• Activities
(a) Decide whether each statement, (i) to (iii), agrees with the article on Leon Ware. Answer yes or no for each one and quote the words from the article that settle it.
(i) Leon Ware died at age 77.
(ii) Leon Ware's songwriting career started in 1972.
(iii) Leon Ware released a total of 11 studio albums.
(b) List every song title that the article on Leon Ware pairs with a year, and give that year.

• Page text
Leon Ware: The Master of Mellow Soul Tunes Dies

A whole generation of genius Soul, Jazz and Funk musicians is dying. After the recent passing of George Duke, Joe Sample, Maurice White and Al Jarreau, the genius producer, composer and Soul singer Leon Ware died today (U.S. west coast time), at age 77. In 2009, he had been treated for prostate cancer.

Leon Ware’s songwriting career started in 1967, when many of us were still in diapers or not even conceived. Over the years, he composed and co-composed countless brilliant Soul tunes for just as many fellow artists and groups, among them The Isley Brothers, the late Michael Jackson, Donny Hathaway, Quincy Jones, the late Minnie Riperton, the late Marvin Gaye, the late Teena Marie, The Loose Ends, James Ingram, the late Bobby Womack, and Maxwell.

Several of the tunes Leon Ware wrote became big hits. Those included “If I Ever Lose This Heaven”, which was recorded by both Quincy Jones and The Average White Band. “I Wanna Be Where You Are” is another Leon Ware composition, which was played and recorded by many artists, including Ware himself. “I Want You”, yet another big one, was sung by Marvin Gaye and played by radio stations all over the globe.

The American music journalist A. Scott Galloway, who had known Leon Ware for decades, reacted on a well-known social media website, by saying there had been “more life and love philosophy than I’ll ever be able to remember, so much laughter, so much breaking bread with a purposed musical legend who had a heart of gold, and enjoying the warm hospitality of he and his lovely, lovely wife, Carol.”

Jan Kincaid, drummer and bandleader of the MF Robots, said Leon Ware had been an artist “who always brought the sensuality through. The lights in your house would turn down by themselves and champagne would chill by itself.” Kincaid, a former founding member of The Brand New Heavies, also wrote this: “A love light has gone out.”

As recently as 2008, Leon toured Europe, hitting a stage in Amsterdam with the U.K.-based vocalist Carleen Anderson. A few years back, he also cooperated with the British Jazz-Funk group Incognito. Relatively young “real music” lovers still know Leon Ware tunes, e.g. if they danced to Maxwell’s “Sumthin Sumthin” in 1999.

The genius of Leon Ware also became evident in the music he recorded himself, on a total of 11 studio albums, released since 1972. Most of his tunes were too beautiful to be real. The recipe consisted of his silky Soul voice and his very convincing compositions, along with arrangements every detail of which was (and still is) brilliant. “Rockin’ You Eternally”, recorded in 1981, is a good example for a romantic Soul tune of a kind only one artist came up with: Leon Ware. While other Soul artists, including some of the best ones, started overproducing their music with too much synth and drum programming in the 1980-s, Leon Ware kept to the real thing.

He explained to his fans “Why I Came to California”, where he was “watching all those pretty girls” in 1982, he wanted to be “On the Island” with his love in 1979 and was “Learning How to Love You” in 1976. The latter tune is so beautiful, it can make grown men cry. So can Leon’s death.

• Dataset records
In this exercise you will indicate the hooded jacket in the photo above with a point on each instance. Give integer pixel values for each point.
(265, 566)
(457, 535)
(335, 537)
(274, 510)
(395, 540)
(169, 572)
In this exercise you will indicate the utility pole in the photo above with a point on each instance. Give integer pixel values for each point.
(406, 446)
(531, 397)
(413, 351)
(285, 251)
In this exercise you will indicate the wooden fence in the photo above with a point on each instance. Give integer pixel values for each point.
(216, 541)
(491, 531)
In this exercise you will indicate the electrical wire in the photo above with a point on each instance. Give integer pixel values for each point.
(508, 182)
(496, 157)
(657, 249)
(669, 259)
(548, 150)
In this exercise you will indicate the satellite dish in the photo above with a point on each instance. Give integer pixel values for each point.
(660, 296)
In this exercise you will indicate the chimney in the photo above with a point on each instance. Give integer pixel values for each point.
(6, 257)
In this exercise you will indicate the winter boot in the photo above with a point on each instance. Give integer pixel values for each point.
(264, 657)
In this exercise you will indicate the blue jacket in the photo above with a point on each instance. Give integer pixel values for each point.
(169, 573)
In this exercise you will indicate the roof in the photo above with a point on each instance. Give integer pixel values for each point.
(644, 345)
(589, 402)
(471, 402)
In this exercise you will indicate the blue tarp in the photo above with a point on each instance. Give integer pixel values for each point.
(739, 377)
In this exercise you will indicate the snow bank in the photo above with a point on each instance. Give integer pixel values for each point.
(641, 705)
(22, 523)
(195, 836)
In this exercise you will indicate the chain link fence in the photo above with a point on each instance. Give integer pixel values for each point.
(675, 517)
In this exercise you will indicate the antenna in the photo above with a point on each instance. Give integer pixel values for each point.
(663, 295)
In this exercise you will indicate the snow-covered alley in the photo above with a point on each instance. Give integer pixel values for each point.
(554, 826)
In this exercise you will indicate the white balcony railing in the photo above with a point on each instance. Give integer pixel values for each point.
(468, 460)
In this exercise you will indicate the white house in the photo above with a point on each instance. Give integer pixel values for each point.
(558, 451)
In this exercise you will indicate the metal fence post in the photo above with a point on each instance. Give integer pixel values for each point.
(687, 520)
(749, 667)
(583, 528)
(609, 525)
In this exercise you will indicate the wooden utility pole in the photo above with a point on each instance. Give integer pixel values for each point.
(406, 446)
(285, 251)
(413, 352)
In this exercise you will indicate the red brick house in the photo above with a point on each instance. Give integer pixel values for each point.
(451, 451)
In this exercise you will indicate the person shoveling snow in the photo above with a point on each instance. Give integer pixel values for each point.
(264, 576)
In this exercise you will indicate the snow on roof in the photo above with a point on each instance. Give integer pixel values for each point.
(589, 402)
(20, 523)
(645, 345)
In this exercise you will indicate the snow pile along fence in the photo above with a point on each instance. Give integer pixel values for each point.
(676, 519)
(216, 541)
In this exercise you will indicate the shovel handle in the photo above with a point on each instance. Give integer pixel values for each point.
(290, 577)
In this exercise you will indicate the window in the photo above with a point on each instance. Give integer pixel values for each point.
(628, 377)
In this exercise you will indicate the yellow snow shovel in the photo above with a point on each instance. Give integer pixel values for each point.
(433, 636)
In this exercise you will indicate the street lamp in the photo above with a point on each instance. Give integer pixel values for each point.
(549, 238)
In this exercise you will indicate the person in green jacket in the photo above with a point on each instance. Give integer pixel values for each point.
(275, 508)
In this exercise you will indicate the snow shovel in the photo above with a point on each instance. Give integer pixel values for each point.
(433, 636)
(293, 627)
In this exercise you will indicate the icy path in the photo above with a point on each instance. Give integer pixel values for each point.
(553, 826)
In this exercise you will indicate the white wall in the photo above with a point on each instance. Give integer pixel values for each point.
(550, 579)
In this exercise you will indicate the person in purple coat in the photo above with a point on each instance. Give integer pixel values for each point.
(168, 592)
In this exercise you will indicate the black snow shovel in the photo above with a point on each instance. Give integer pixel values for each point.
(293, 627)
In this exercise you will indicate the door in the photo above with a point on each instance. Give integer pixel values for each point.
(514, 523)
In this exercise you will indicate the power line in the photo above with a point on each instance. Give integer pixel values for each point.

• Results of the tasks
(a)
(i) Yes: "Leon Ware died today (U.S. west coast time), at age 77"
(ii) No: "Leon Ware’s songwriting career started in 1967"
(iii) Yes: "on a total of 11 studio albums, released since 1972"

(b)
- "Sumthin Sumthin": 1999
- "Rockin’ You Eternally": 1981
- "Why I Came to California": 1982
- "On the Island": 1979
- "Learning How to Love You": 1976